>> start DATA ENTRIES

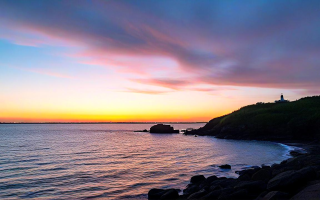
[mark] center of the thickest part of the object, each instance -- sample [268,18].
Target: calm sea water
[110,161]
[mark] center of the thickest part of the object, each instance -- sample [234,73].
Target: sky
[139,60]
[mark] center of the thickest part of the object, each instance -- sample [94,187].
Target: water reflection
[111,161]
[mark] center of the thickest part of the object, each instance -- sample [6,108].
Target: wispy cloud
[259,44]
[142,91]
[45,72]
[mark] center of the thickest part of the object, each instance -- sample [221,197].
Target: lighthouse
[282,100]
[281,97]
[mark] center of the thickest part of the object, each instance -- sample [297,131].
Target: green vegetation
[298,120]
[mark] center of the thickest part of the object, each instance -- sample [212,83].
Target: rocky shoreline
[295,178]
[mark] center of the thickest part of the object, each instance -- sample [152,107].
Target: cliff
[297,120]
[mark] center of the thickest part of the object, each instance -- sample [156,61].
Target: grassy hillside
[298,120]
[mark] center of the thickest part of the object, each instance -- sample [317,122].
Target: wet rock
[212,195]
[262,174]
[155,193]
[217,193]
[292,179]
[197,179]
[310,192]
[240,194]
[198,194]
[224,183]
[226,166]
[162,128]
[208,181]
[252,186]
[276,195]
[170,194]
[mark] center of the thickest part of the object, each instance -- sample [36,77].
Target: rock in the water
[262,174]
[198,194]
[226,166]
[155,194]
[310,192]
[252,186]
[161,128]
[292,179]
[197,179]
[170,194]
[276,195]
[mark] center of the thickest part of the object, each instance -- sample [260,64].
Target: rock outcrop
[161,128]
[296,178]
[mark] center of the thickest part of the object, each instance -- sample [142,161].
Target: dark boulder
[276,195]
[161,128]
[155,194]
[226,166]
[239,194]
[262,174]
[292,179]
[197,179]
[254,187]
[310,192]
[170,194]
[198,194]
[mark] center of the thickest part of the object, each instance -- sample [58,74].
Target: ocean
[110,161]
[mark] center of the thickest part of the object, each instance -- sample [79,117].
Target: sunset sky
[139,60]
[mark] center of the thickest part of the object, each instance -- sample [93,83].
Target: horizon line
[99,122]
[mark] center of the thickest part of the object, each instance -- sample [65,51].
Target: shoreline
[297,177]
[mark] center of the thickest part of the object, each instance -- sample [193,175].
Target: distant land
[285,121]
[101,122]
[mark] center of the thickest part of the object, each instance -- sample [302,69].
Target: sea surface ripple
[110,161]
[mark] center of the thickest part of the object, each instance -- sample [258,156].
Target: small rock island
[162,128]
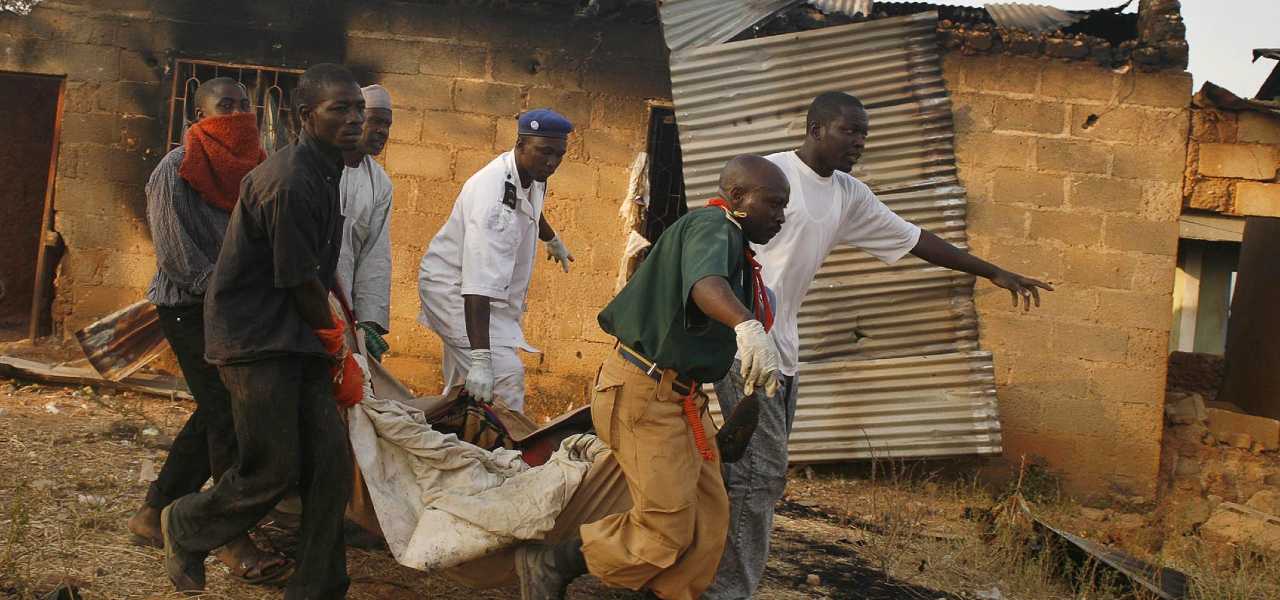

>> end DATA ENTRIES

STATED GOAL:
Reproduce all of the entries above verbatim, line by line, and omit the pictures.

TASK SOLUTION:
[mark] center of the thickest part of the object, each instance -- sample [268,18].
Target: calm sea water
[110,161]
[mark] center of the thickest part of the object, each instance -- sample [234,73].
Target: sky
[139,60]
[mark] center of the thickest part of the object, each instance -- sample [94,187].
Target: water reflection
[111,161]
[mark] center of the thickest part of the object, each instance -- sample [6,108].
Target: wispy cloud
[259,44]
[142,91]
[45,72]
[mark] center of the thickest part of the object, each instance -- sample [221,197].
Target: lighthouse
[282,100]
[281,97]
[mark] center of the thickest part of the object, each instance -- sample [297,131].
Target: green vegetation
[298,120]
[mark] center of the thickest part of the object, each instance -- sample [212,83].
Target: rocky shoreline
[295,178]
[mark] center of the thickest part of the object, each instance -- sample [152,107].
Target: cliff
[297,120]
[mark] center of the thickest part of the object, each instance -- sample [156,61].
Target: grassy hillside
[298,120]
[mark] center of the thickest part of the object, each instance -- sample [317,122].
Target: wet rock
[212,195]
[262,174]
[155,193]
[217,193]
[292,179]
[197,179]
[310,192]
[240,194]
[198,194]
[224,183]
[226,166]
[162,128]
[208,181]
[252,186]
[276,195]
[170,194]
[mark] center of the thickest part of the object, each instance -- sample [36,77].
Target: rock in the water
[262,174]
[198,194]
[226,166]
[155,194]
[310,192]
[252,186]
[161,128]
[292,179]
[197,179]
[170,194]
[276,195]
[mark] center of the thickest part of the object, each instance -- sample [260,64].
Target: rock outcrop
[161,128]
[296,178]
[mark] center of the thickest part of the object, each instance -- sample [142,161].
Target: dark boulder
[276,195]
[161,128]
[155,194]
[226,166]
[239,194]
[262,174]
[292,179]
[197,179]
[254,187]
[310,192]
[170,194]
[198,194]
[mark] center of the thickest part of the object, each instance -- sample [58,74].
Target: ocean
[110,161]
[mark] center of the thickest part of the object, each instance -- sample [79,117].
Target: sunset sky
[139,60]
[mark] center of the thickest part of the object, each instance -- sample [93,83].
Target: horizon line
[99,122]
[mark] center of the thickest part of the object, each instance -- sample [65,51].
Target: shoreline
[297,177]
[mark] center of the thickest part of the object, each instance -- sample [193,175].
Target: distant land
[285,121]
[101,122]
[mark] center of the thickest part of the object, each instance -- sample [302,69].
Target: sea surface ripple
[110,161]
[mark] center of the thickest part of the object, each instance -- sample [258,156].
Target: small rock island
[162,128]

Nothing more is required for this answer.